Exercise objective | Return every line of the data below that contains the word "wooden".

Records
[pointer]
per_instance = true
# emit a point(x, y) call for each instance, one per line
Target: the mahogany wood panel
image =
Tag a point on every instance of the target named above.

---

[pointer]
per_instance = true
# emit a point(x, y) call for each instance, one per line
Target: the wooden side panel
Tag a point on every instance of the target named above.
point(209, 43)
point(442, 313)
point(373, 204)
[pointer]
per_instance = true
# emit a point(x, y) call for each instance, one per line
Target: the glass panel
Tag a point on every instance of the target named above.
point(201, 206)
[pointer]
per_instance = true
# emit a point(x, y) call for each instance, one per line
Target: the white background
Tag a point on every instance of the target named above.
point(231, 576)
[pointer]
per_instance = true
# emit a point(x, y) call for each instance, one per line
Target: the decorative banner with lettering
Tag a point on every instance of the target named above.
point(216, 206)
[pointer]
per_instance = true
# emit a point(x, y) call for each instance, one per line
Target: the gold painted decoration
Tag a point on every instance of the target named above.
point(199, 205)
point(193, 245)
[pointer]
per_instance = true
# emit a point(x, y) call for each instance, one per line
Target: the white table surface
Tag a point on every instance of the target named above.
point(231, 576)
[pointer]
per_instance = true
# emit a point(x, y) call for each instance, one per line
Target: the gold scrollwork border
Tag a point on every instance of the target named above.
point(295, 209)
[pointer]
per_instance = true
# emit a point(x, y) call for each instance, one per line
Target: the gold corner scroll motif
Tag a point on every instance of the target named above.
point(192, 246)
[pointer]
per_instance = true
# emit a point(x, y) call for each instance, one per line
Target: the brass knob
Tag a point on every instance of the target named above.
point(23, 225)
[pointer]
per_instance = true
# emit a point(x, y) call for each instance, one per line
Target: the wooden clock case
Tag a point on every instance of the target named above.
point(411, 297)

* * *

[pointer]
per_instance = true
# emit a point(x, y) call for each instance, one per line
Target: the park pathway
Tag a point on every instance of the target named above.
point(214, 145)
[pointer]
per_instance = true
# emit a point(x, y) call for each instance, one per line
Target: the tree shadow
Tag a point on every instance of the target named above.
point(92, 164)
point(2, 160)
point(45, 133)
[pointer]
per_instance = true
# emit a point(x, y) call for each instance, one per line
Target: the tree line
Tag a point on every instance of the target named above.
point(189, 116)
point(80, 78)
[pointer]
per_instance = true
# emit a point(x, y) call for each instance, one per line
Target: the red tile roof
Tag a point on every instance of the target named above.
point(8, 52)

Reply to the exercise |
Target: the wooden side panel
Target: the wooden clock case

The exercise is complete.